Page:

Showdown Ahead on Immigration Lawsuits


Sen. Joey Fillingane, R-Sumrall, said House members were unwilling to make an immigrant-enforcement bill more legal.

Mississippi lawmakers are headed for a standoff on two provisions of a proposed Arizona-style immigration bill. The House of Representatives passed Senate Bill 2179 yesterday but stripped a controversial section that would that would allow citizens to sue local law enforcement and public officials for not enforcing the restrictions. In its place, the House inserted a provision allowing citizens to take a business to court for hiring undocumented workers.

The bill's sponsor, Sen. Joey Fillingane, R-Sumrall, told the Jackson Free Press today that the Senate would almost certainly disagree with the House's changes and seek a conference to settle the two chamber's differences.

In adding the provision for lawsuits against employers, the House also deleted a portion that protected employers who use the E-Verify immigration status identification system. A 2008 state law requires all employers in the state to use E-Verify by this summer. The Senate version of SB 2179 stated that proof of using E-Verify would give businesses a "rebuttal presumption" that they had complied with the law.

The House bill, passed by a 77-40 vote, would let citizens file suit against businesses suspected of hiring undocumented workers. Employers would face fines of between $5,000 and $25,000 per undocumented employee for each day the employee worked.

Fillingane said that such fines could easily bankrupt most businesses in the state and even drive businesses to other states.

Excerpts of location labeling data:
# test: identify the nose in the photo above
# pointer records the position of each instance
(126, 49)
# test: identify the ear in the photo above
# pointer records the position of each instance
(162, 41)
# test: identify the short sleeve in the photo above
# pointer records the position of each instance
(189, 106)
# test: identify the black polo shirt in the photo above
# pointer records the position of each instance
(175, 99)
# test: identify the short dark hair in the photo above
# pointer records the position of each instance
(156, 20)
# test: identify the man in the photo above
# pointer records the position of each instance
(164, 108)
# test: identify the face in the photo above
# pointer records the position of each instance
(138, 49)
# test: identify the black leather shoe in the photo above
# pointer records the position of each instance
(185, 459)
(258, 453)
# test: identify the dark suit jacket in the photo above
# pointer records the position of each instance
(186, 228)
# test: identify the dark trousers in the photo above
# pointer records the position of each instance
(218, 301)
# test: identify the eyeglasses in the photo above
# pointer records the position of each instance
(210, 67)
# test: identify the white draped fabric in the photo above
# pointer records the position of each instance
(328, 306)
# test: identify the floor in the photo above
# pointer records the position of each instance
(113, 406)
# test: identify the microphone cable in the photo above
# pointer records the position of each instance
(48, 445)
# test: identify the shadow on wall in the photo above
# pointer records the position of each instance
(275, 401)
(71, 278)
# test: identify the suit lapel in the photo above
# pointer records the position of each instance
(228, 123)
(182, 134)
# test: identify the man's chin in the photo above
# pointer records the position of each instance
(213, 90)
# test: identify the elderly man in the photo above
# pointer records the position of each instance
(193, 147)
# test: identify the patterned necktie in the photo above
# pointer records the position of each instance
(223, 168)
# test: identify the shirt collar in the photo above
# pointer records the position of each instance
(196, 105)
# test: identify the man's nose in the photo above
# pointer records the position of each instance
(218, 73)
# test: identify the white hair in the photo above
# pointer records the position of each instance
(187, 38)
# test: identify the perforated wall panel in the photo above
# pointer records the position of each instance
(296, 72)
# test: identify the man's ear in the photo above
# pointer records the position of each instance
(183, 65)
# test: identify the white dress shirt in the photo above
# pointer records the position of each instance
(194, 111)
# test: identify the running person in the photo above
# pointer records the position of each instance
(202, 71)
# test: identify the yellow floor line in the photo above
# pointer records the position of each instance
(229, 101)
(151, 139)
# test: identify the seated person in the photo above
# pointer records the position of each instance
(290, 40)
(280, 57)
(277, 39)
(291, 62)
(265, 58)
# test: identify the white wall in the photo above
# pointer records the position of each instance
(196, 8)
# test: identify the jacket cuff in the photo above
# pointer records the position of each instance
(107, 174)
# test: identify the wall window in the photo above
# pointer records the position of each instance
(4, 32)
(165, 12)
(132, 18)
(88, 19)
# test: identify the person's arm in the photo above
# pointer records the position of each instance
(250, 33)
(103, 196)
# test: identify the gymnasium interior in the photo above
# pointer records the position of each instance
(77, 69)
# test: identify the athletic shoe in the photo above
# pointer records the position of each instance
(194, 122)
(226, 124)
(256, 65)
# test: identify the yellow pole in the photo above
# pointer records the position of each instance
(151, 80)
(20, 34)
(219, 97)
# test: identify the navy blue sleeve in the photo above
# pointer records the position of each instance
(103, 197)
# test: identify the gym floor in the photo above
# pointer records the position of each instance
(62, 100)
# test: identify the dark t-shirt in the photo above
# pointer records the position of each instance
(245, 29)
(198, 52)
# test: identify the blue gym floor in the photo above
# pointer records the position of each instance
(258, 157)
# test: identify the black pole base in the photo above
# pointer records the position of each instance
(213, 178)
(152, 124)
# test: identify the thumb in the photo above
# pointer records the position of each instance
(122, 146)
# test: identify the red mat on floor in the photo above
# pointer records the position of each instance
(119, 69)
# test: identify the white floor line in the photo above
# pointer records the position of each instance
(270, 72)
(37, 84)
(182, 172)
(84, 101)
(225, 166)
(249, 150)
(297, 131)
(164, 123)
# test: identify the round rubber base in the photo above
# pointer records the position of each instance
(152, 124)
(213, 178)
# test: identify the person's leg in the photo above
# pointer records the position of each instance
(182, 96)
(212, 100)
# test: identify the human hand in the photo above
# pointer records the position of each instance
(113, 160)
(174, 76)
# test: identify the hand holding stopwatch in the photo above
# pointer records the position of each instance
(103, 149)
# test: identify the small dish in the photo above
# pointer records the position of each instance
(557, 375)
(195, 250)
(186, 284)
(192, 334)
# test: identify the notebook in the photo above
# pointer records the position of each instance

Challenge 1: Translate this sentence from the immigration lawsuits article into Spanish: "Employers would face fines of between $5,000 and $25,000 per undocumented employee for each day the employee worked."
Challenge 2: Please carry the immigration lawsuits article forward from its last sentence with a short further passage.

Right answer 1: Los empleadores enfrentarían multas de entre 5.000 y 25.000 dólares por cada empleado indocumentado por cada día que el empleado trabajara.

Right answer 2:
"It doesn't really matter, under the House version, whether you've used E-Verify or not, or whether E-Verify even works accurately," Fillingane said. "The (House version) to me seems to be extremely punitive towards businesses, even businesses that are trying to be compliant with the law and E-Verify their employees."

Rep. Bobby Moak, D-Bogue Chitto, who serves on the House Judiciary A Committee that approved the changes and who voted for the bill yesterday, said that the House version was meant to address concerns from local governments and law-enforcement agencies that they could be sued for not enforcing a law that provided no extra funds for policing immigration.

"We could not figure out the logic in that," Moak said. "When you sue one of those entities, you're suing yourself, the taxpayer. The cities and local government would have to pick up the judgment on any suit, which would be the taxpayers at the local level."

Fillingane has presented the provision for lawsuits against local public officials as an avenue for punishing so-called "sanctuary cities," cities that pledge not to enforce federal immigration laws within their borders. Federal law would trump any such local ordinances, though, making the penalty unnecessary, Fillingane said.

"I think on that point, the House version we would be fine with," he said.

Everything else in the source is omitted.